##### MATERIAL FOR THE TASK

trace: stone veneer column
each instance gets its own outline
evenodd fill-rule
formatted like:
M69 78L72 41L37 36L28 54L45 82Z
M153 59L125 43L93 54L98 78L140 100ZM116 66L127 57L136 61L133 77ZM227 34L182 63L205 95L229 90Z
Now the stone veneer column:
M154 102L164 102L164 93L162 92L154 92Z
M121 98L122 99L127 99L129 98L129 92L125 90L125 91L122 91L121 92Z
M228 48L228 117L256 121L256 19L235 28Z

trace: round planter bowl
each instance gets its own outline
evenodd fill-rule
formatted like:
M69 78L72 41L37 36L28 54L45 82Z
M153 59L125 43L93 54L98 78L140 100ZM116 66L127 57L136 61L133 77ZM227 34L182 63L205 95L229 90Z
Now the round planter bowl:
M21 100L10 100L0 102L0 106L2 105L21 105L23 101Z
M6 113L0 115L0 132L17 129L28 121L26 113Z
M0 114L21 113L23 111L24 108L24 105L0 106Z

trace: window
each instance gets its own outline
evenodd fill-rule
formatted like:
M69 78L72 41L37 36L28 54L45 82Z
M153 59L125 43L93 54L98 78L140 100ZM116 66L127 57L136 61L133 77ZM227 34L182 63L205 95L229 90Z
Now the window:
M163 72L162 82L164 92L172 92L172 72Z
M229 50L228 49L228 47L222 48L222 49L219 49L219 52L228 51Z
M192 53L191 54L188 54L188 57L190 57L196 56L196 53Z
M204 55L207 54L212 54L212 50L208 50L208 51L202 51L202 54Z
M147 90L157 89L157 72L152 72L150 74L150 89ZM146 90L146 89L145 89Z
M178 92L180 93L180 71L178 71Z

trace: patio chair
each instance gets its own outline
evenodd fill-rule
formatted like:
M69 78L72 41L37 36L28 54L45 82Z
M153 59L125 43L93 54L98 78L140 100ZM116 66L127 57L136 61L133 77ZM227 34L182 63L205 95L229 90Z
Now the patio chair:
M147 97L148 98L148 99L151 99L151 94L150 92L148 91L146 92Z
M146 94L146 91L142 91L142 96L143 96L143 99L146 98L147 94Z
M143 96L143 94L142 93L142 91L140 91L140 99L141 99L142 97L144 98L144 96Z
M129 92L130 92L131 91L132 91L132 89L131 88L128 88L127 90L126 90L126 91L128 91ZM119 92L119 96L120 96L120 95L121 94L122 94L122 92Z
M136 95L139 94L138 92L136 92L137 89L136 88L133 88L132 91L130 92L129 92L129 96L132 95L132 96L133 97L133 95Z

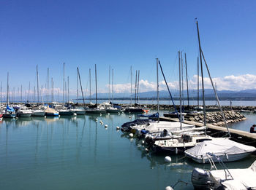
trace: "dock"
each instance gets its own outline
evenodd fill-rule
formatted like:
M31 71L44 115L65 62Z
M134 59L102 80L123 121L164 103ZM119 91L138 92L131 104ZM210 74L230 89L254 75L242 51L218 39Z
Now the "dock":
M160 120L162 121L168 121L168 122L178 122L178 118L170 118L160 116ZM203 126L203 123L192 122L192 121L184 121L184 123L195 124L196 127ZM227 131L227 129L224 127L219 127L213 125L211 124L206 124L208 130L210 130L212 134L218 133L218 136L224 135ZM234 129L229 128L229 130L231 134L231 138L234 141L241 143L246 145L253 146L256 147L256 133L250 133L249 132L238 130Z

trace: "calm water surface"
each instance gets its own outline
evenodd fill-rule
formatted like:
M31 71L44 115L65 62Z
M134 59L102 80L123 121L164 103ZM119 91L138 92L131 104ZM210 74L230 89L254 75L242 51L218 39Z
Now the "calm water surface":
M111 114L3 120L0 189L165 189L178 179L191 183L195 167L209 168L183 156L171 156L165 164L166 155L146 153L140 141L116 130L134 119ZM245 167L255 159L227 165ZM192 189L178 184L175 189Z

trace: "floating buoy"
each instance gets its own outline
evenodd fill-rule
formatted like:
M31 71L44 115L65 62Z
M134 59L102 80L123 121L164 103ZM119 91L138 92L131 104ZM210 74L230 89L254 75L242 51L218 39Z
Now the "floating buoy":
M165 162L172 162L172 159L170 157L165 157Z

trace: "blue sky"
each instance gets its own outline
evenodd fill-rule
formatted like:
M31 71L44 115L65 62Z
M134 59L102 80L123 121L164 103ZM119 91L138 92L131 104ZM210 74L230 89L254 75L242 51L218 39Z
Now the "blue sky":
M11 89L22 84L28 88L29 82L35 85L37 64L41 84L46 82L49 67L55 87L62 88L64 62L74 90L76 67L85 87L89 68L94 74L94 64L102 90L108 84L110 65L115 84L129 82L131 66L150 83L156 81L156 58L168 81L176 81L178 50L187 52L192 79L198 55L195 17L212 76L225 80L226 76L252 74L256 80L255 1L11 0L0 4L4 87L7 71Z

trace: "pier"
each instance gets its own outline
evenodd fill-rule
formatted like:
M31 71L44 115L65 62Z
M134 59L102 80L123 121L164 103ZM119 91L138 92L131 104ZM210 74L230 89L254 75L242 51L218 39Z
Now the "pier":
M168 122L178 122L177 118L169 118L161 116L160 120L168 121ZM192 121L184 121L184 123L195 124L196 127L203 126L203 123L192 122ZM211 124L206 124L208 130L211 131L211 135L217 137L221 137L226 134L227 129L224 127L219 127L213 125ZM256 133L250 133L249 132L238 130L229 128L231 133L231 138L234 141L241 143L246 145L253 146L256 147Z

##########
##### MATERIAL FOR THE TASK

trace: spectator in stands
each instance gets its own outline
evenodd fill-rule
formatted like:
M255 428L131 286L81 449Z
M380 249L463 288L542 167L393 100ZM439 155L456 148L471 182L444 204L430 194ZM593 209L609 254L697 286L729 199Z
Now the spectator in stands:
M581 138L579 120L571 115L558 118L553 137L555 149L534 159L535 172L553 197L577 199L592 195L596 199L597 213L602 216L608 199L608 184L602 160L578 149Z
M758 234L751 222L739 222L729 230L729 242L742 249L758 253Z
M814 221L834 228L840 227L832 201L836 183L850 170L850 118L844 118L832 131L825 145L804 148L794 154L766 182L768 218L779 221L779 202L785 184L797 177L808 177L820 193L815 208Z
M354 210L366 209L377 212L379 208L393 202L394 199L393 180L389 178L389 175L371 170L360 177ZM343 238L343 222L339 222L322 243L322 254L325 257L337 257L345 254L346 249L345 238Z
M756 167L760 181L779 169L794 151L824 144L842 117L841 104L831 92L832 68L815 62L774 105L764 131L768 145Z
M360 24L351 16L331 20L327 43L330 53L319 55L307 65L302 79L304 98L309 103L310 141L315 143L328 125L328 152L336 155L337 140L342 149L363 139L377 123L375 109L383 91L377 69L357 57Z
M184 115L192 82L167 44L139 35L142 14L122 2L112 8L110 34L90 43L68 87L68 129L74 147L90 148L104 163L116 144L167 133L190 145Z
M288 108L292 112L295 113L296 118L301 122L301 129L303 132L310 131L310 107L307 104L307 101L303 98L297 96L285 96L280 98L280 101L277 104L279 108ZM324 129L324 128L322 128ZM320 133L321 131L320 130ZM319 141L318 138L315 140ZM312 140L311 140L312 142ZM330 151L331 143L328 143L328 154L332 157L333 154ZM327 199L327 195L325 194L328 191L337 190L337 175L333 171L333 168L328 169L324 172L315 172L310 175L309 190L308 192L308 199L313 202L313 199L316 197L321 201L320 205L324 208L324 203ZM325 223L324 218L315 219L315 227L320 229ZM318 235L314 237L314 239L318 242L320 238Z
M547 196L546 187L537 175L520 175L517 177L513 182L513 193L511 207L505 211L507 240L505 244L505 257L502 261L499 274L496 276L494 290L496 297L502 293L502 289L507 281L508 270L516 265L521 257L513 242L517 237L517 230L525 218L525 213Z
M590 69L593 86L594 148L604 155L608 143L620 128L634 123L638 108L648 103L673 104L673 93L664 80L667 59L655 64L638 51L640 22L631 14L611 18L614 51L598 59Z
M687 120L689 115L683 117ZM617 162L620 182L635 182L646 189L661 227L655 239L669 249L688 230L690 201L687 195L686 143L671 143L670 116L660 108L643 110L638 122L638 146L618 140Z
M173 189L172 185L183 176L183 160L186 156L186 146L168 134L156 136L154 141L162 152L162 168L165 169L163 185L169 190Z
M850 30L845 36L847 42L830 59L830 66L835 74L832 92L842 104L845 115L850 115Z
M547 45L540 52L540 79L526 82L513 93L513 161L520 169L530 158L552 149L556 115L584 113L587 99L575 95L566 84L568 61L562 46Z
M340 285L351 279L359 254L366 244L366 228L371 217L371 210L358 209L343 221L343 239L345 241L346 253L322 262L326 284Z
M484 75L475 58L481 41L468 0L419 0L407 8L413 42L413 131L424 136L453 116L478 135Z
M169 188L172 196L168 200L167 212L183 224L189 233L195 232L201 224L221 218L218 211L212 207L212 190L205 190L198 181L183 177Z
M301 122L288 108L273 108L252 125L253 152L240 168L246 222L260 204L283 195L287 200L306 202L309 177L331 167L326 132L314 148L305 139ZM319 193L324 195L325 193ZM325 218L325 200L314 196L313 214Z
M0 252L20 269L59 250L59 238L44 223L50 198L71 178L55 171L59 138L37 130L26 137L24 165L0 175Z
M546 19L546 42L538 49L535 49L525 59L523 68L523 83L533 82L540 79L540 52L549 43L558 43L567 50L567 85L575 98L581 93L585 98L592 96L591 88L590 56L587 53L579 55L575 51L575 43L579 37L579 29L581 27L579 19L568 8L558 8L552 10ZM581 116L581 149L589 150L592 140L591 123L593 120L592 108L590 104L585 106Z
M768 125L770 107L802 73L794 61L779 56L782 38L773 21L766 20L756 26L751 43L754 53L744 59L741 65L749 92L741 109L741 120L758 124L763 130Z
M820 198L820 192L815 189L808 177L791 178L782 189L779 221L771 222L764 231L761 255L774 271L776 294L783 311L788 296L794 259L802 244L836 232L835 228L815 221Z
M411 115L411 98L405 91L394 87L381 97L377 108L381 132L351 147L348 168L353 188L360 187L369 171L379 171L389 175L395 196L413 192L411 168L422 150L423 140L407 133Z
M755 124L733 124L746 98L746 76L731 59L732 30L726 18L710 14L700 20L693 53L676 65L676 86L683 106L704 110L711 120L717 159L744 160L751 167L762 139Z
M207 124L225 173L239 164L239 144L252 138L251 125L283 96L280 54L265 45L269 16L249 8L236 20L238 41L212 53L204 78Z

##########

Rewrite the stretch from the line containing "trace: round planter bowl" through the line containing "M0 114L21 113L23 111L24 108L24 105L0 106Z" as a Markdown table with the columns Row and Line text, omitting any blank lines.

SOLUTION FOR THIS PROBLEM:
| Row | Line text |
|---|---|
| 1 | trace: round planter bowl |
| 2 | each instance gets its own outline |
| 3 | evenodd fill-rule |
| 4 | formatted like: |
| 5 | M69 78L72 41L37 36L28 54L45 82Z |
| 6 | M153 59L125 43L93 54L98 78L140 100ZM116 66L127 57L136 61L133 77ZM227 34L182 63L205 95L229 90Z |
| 7 | Now the round planter bowl: |
| 8 | M21 100L10 100L0 102L0 106L2 105L21 105L23 101Z |
| 9 | M6 113L0 115L0 132L17 129L28 121L26 113Z |
| 10 | M0 114L21 113L23 111L24 108L24 105L0 106Z |